# Start of Records for processing
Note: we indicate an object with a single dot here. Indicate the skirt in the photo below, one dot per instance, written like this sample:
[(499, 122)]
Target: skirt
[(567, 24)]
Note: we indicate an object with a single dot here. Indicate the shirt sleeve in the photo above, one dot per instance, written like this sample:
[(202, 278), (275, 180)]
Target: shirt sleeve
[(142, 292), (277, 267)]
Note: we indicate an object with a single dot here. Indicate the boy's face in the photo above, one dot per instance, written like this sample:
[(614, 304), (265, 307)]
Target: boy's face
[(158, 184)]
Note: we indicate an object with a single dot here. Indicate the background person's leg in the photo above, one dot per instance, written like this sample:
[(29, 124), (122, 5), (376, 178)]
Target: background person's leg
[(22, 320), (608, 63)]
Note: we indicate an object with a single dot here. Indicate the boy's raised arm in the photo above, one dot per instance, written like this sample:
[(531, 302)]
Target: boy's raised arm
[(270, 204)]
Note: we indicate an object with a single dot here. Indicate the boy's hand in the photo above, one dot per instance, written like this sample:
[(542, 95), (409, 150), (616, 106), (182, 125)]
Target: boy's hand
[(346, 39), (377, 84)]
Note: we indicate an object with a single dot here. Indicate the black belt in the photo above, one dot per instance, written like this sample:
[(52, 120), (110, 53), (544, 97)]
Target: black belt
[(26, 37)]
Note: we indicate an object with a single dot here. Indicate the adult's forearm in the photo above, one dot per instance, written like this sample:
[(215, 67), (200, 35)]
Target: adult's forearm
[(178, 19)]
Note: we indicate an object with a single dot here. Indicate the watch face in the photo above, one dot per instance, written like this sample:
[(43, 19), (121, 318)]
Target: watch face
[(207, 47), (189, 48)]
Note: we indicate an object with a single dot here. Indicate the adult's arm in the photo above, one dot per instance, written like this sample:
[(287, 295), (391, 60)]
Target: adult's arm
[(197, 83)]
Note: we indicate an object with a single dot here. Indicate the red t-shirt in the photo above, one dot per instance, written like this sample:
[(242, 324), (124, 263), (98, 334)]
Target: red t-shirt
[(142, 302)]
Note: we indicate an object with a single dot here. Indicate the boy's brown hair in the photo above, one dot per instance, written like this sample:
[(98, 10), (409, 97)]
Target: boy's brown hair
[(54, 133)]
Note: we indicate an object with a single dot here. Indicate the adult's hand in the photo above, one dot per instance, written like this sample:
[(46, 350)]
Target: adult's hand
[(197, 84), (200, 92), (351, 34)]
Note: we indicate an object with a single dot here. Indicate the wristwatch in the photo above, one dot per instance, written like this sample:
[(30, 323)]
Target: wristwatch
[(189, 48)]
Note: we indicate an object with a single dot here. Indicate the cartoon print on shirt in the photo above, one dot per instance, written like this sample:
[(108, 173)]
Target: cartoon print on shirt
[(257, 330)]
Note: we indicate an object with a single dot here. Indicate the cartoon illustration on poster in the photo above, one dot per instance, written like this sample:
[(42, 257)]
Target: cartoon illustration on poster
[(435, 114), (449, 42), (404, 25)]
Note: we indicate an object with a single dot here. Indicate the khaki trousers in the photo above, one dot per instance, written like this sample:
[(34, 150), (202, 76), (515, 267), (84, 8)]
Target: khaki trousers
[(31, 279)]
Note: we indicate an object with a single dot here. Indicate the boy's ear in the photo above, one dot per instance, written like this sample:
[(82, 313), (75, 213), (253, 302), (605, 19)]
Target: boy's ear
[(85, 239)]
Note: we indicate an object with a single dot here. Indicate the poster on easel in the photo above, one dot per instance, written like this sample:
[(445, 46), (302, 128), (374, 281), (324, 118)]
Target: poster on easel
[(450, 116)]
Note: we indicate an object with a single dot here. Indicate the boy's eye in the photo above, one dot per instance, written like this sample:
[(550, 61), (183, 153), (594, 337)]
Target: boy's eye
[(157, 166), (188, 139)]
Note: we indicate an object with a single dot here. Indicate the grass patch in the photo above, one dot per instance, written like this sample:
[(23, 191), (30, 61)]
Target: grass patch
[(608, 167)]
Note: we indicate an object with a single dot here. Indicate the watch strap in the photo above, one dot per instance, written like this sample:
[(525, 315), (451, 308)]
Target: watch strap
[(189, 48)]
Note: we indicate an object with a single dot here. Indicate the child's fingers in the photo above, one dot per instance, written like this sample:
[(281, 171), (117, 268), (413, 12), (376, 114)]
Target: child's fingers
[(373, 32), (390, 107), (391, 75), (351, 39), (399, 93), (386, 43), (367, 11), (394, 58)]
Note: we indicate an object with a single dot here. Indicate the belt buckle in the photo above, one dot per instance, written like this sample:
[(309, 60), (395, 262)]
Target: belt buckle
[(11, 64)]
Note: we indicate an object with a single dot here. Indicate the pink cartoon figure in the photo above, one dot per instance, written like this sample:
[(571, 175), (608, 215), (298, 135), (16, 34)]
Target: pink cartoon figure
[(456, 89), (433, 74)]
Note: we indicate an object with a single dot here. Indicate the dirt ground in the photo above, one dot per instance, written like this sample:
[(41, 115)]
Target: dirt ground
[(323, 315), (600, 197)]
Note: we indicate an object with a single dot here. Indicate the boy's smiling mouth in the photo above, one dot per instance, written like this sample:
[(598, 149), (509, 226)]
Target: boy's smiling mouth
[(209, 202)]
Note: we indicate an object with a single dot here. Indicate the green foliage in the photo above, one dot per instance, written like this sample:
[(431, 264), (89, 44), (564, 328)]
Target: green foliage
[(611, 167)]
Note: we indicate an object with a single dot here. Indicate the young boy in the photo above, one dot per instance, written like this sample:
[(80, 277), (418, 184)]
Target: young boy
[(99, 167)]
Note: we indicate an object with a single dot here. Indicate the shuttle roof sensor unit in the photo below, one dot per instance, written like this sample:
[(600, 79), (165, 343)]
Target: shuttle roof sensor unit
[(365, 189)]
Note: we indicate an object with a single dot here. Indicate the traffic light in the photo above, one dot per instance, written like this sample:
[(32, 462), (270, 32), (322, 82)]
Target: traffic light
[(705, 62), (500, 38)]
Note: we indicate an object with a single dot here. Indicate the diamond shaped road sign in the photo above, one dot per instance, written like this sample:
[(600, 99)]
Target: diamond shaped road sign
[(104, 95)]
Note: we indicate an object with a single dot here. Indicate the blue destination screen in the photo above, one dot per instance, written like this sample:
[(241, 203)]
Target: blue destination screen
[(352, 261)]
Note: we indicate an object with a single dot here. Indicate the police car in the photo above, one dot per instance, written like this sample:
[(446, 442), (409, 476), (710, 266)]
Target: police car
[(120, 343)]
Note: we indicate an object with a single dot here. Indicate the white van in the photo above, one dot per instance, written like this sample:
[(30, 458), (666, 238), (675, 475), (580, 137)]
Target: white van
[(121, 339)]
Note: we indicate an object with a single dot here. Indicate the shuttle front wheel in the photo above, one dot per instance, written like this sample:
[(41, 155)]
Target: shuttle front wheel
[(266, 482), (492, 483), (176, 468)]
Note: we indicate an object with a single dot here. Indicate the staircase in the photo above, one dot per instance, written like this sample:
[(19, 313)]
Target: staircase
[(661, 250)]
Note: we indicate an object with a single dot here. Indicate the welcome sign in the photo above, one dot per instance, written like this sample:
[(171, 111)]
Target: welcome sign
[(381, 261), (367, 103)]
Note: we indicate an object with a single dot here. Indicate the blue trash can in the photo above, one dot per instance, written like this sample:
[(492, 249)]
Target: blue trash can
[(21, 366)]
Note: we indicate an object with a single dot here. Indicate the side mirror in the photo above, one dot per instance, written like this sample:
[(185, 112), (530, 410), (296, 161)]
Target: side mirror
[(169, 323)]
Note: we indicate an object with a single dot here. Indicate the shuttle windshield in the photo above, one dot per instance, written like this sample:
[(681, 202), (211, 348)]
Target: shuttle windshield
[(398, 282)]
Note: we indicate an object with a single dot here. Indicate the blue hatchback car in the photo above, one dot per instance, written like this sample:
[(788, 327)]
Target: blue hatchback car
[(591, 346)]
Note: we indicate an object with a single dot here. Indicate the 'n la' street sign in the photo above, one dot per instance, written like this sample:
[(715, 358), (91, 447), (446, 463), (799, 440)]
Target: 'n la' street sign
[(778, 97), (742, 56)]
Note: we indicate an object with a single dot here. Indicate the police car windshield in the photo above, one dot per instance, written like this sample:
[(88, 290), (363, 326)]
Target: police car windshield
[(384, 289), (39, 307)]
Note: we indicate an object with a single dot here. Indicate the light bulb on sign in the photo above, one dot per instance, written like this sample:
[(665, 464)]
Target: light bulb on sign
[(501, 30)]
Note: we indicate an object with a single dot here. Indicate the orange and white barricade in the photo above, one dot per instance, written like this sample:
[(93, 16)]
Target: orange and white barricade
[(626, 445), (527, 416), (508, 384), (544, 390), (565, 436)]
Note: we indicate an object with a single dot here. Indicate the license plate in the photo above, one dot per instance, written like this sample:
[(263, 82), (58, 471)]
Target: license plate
# End of Records for processing
Copy out word for word the lines of the items above, starting with the very first line and going on through the line that contains "[(346, 39), (377, 84)]".

Result:
Note: we indicate an object with a single dot here. Indicate the skirt in the photo below, one dot per instance, written like this sample:
[(499, 122)]
Target: skirt
[(567, 24)]
Note: we indicate an object with a single dot here. Indicate the shirt sleeve in the photo above, one dot per instance, written like this sample:
[(202, 278), (275, 180)]
Target: shirt sleeve
[(142, 292), (277, 267)]
Note: we indicate an object with a single dot here. Indicate the boy's face in the photo above, one dot per instance, written like this sample:
[(614, 304), (265, 307)]
Target: boy's face
[(158, 184)]
Note: we indicate an object with a single dot here. Indicate the background person's leg in the photo above, one dot per instance, written like this sample:
[(29, 124), (122, 5), (376, 178)]
Target: background person's leg
[(22, 320), (608, 63)]
Note: we indicate an object with a single dot here. Indicate the boy's raised arm in the photo above, one dot per instance, written like this sample:
[(531, 302)]
Target: boy's raised arm
[(270, 204)]
Note: we indicate an object with a single dot here. Indicate the boy's hand in the photo above, one dot per instance, written like this sample:
[(542, 95), (409, 150), (616, 106), (182, 125)]
Target: boy's hand
[(346, 39), (377, 84)]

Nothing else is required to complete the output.